When copying the data, keep every line exactly the same.

Saved entries:

= Beginning of Section =

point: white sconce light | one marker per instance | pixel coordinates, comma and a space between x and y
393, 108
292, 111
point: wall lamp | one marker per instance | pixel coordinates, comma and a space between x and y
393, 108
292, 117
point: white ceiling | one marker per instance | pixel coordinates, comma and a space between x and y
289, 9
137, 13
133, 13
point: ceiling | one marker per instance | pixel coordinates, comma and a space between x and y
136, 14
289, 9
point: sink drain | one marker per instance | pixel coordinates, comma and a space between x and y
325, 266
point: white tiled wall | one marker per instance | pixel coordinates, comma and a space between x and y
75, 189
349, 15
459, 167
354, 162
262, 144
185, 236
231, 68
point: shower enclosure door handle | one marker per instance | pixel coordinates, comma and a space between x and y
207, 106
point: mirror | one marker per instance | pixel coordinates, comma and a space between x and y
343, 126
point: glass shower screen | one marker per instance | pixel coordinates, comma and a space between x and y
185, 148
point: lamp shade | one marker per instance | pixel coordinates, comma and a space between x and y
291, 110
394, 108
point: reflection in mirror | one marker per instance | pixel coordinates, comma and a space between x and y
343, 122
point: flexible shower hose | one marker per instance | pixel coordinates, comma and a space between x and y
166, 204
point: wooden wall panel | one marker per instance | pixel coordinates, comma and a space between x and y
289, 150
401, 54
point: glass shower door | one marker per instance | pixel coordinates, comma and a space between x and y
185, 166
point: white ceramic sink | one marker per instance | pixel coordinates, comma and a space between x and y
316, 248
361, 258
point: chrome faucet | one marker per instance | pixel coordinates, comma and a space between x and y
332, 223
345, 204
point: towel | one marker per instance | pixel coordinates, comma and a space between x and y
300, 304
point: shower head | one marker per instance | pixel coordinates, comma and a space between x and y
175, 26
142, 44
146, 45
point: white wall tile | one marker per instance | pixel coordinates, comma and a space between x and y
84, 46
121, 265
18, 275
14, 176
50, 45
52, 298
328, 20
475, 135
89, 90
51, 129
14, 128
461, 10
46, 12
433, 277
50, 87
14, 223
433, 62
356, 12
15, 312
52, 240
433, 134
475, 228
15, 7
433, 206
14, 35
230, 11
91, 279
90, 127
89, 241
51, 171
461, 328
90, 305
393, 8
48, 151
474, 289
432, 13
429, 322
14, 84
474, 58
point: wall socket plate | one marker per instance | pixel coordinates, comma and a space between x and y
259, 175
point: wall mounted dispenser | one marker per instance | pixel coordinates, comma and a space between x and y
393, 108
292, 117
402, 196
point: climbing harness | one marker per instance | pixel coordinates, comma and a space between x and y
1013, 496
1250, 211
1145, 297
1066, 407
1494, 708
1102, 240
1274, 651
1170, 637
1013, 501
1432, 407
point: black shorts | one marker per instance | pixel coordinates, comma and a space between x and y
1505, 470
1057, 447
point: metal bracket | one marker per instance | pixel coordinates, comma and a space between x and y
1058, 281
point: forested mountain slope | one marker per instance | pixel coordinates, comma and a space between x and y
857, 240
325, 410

= End of Section =

RESPONSE
point: white sconce light | one marker per instance | pixel coordinates, comma and a space between x and y
393, 108
292, 111
point: wall lamp | one marker per instance | pixel coordinates, comma and a space between x and y
393, 108
292, 117
point: white ceiling | one marker per instance | pixel coordinates, comma and a space between x and y
289, 9
137, 13
133, 13
point: ceiling | one marker per instance | pixel coordinates, comma and a space between x and y
136, 14
289, 9
point: sink drain | one marker per instance | pixel coordinates, comma and a space between x and y
325, 266
point: white tiled wall | one marker per instance | pixel coordinates, comma and a space between x and y
75, 189
349, 15
459, 167
354, 162
262, 144
185, 236
231, 68
point: shower enclosure door handle | one marker per instance | pixel coordinates, comma and a space between x and y
207, 106
point: mirror | one marker per instance | pixel coordinates, comma and a space between x and y
343, 126
point: glass shower screen | one marker per instance | pixel coordinates, comma and a space between x and y
185, 148
point: lamp shade | one marker per instance | pixel coordinates, comma and a space between x and y
291, 110
394, 108
point: reflection in mirror | one marker per instance | pixel coordinates, comma and a space between x and y
343, 122
point: flexible shower hose | one marker per instance | pixel coordinates, comma and a space between x and y
166, 204
point: wooden wall panel | one marker per instance | pixel coordinates, comma and a space between x and y
289, 150
401, 54
point: glass shower door | one marker per instance | pixel coordinates, comma and a space between x and y
185, 166
point: white ceramic sink | one marker per instance | pixel coordinates, comma and a space between x and y
316, 248
361, 258
point: chrome faucet | one marker per instance | pixel coordinates, comma and a space between x and y
332, 223
345, 204
point: towel | one marker per instance | pixel coordinates, comma and a space between x and y
300, 304
point: shower head | one marker per instance | pixel coordinates, comma and a space between x and y
175, 26
142, 44
146, 45
point: white wall tile | one marker per instance | pixel coordinates, comma and a space between x and y
84, 46
121, 265
18, 275
14, 176
50, 45
52, 298
328, 20
475, 135
89, 90
51, 129
14, 128
461, 10
46, 12
433, 277
50, 87
14, 223
433, 62
356, 12
15, 312
52, 240
433, 134
475, 228
15, 7
433, 206
14, 35
230, 11
91, 279
90, 127
89, 241
51, 171
461, 328
90, 305
393, 8
48, 151
474, 289
432, 13
429, 322
14, 84
474, 58
point: wall socket plate | one marker per instance | pixel coordinates, comma and a space between x and y
259, 175
point: wall mounted dispenser | one marker per instance | pixel coordinates, comma and a space between x and y
393, 108
292, 117
402, 196
point: climbing harness | one marker per instance | pixel coordinates, comma and a space between x and y
1013, 496
1250, 211
1145, 297
1066, 407
1494, 708
1102, 240
1274, 651
1170, 637
1013, 501
1432, 407
point: black shorts | one marker per instance | pixel coordinates, comma and a space between x and y
1505, 470
1057, 447
point: metal bracket | one marker per instance | pixel coordinates, comma and a space between x and y
1058, 281
point: forested mountain slope | one marker per instance | pixel coordinates, comma and a space between x and y
857, 240
325, 410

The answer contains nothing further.